▶ [Task to carry out]
Could you reproduce every entry that follows, exactly as shown?
-- Exercise input follows --
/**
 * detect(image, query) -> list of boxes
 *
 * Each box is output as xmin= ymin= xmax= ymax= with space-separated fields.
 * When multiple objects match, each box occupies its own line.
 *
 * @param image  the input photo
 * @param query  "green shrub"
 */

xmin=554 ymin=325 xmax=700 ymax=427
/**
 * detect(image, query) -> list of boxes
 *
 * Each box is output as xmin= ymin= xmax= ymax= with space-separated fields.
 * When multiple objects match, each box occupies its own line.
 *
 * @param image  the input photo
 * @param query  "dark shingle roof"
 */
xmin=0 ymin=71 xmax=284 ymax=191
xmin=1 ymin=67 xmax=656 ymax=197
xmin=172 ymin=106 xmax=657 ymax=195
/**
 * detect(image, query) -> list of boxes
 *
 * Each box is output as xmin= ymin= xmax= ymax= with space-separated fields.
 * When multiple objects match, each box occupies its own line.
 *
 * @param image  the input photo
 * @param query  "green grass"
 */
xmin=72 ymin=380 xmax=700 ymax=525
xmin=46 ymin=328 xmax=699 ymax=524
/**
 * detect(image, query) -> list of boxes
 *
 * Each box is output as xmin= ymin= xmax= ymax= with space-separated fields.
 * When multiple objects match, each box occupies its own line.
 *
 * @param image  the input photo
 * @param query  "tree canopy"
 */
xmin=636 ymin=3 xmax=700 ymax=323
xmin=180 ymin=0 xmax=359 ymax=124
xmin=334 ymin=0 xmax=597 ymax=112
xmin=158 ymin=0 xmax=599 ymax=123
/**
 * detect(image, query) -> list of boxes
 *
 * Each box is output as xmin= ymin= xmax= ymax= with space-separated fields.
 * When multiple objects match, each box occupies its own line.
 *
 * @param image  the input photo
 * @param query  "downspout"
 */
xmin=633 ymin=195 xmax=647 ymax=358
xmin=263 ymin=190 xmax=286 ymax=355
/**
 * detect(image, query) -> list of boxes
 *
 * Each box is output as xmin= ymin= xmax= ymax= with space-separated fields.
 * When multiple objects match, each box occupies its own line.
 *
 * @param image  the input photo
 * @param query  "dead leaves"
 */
-- Exercise input concluded --
▶ [Result]
/**
 * detect(image, query) -> list of boxes
 *
 * Each box is output as xmin= ymin= xmax= ymax= with space-separated fields.
 * When multiple objects match, each box occupies its own line.
 *
 * @param image  the input photo
 * @param query  "green shrub"
 */

xmin=554 ymin=325 xmax=700 ymax=427
/**
 * detect(image, query) -> list of boxes
 *
 * Each box is output as xmin= ymin= xmax= ymax= with space-separated fields.
 * When multiple objects match, each box occupies its own line.
 *
 * @param image  the input photo
 * @param query  "dark shingle roof"
 */
xmin=0 ymin=71 xmax=284 ymax=191
xmin=1 ymin=67 xmax=656 ymax=197
xmin=172 ymin=106 xmax=657 ymax=195
/**
 * detect(image, query) -> list of boxes
 *
 * Each box is output as xmin= ymin= xmax= ymax= with space-separated fields.
 * When multiple objects match, each box occupies its own line.
 *
 * @param image  the input photo
 * @param query  "green grass"
 */
xmin=72 ymin=380 xmax=700 ymax=525
xmin=46 ymin=328 xmax=699 ymax=524
/**
 * detect(image, query) -> list of boxes
 *
 * Each box is output as xmin= ymin= xmax= ymax= with space-separated fields.
 * When multiple objects match, each box occupies its own line.
 *
 * @param image  the input photo
 * @param query  "tree canopy"
 */
xmin=636 ymin=3 xmax=700 ymax=323
xmin=180 ymin=0 xmax=359 ymax=124
xmin=334 ymin=0 xmax=597 ymax=112
xmin=158 ymin=0 xmax=599 ymax=123
/**
 * detect(image, query) -> list of boxes
 *
 * Each box is output as xmin= ymin= xmax= ymax= with space-separated fields.
 * When multiple objects match, each box occupies its own line.
 *
 * @param image  the input photo
 * @param query  "downspout"
 */
xmin=633 ymin=195 xmax=647 ymax=358
xmin=263 ymin=190 xmax=286 ymax=355
/**
 * detect(image, query) -> list of boxes
 *
 * Each box is output as xmin= ymin= xmax= ymax= with space-separated fields.
 * When multiple objects match, each box occupies its own line.
 *
 * @param image  the input photo
 * @param query  "dead leaves"
 */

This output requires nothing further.